Filed under: Personal Development — anewgroup @ 12:05 PM

Accentuating the Positive

By Monique Davis
They say that “into every life a little rain must fall.” Does it feel like the rainy season where you are? Sometimes it seems that we get an unfair share of bad stuff happening to us at work, at home, and just in general. For example, in the couple of weeks, the following things have happened to me:
1. I went to the dentist twice and had to pay almost $2,000 to get 6 crowns done. Needless to say, my whole face still hurts.
2. Some jerk backed into my car in a parking lot and did not leave a note taking responsibility. It’s going to cost me my huge stupid deductible on my car insurance first to fix it before my insurance will pay a cent, and the body shop has to have my car for a week to fix it and do all the painting. Nice.
3. My laboratory director quit unexpectedly, giving me virtually no notice to replace her. This will stop 4 ongoing funded projects in their tracks. Great.
4. As part of my current job, I deal with the “bad actors” in my organization, and this week has been full of yelling, emails in capital red letters, and tooth-gritting on my part. Sigh.
+ + +
> **TASK LIST**:
**A)** Answer these from the post on a run of bad luck:
(i) About how much did the dentist visits cost?
(ii) How long does the body shop need the car?
(iii) How many funded projects will the director's departure stop?
**B)** Please carry on the post on a run of bad luck from its last line.
The material after this post is separate from it.

> **DATA EXTRACT**:
+ + +
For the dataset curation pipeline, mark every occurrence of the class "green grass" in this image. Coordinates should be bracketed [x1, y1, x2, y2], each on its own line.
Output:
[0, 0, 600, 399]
+ + +
> **ANSWERS FOR THE EXERCISE**:
**A)**
(i) Almost $2,000.
(ii) A week.
(iii) 4.

**B)**
At times like this, it’s easy to have a pity party and feel pretty down. Admittedly, I’ve had a rotten week. However, as in the past when I’ve had a crappy day, week, month, or year, for that matter, I’ve made the choice to focus on creating positivity and letting the bad stuff go. I know this sounds trite, but it works. If I concentrated on how much my jaws hurt or what a schmuck the person who hit me is or how unappreciated I feel at work, I’d curl up in a little ball in the corner and just cry; I’d be beaten, and that is not something that is part of my self-concept. So, trite or not, here’s how I’m regrouping and getting ready for whatever, good, bad, and ugly, next week and the weeks after that may bring:
1. Take control over what you can: So I could not control that my car got hit, or how others at my job behave, but I can control how I respond to such things. The power of being a smart, independent, strong person is that we have choices. I made the choice to let my anger go about the car, and to accept that job right now is not what I’d hoped it would be, but that I can still do a good job and support my boss, because that *is* my job.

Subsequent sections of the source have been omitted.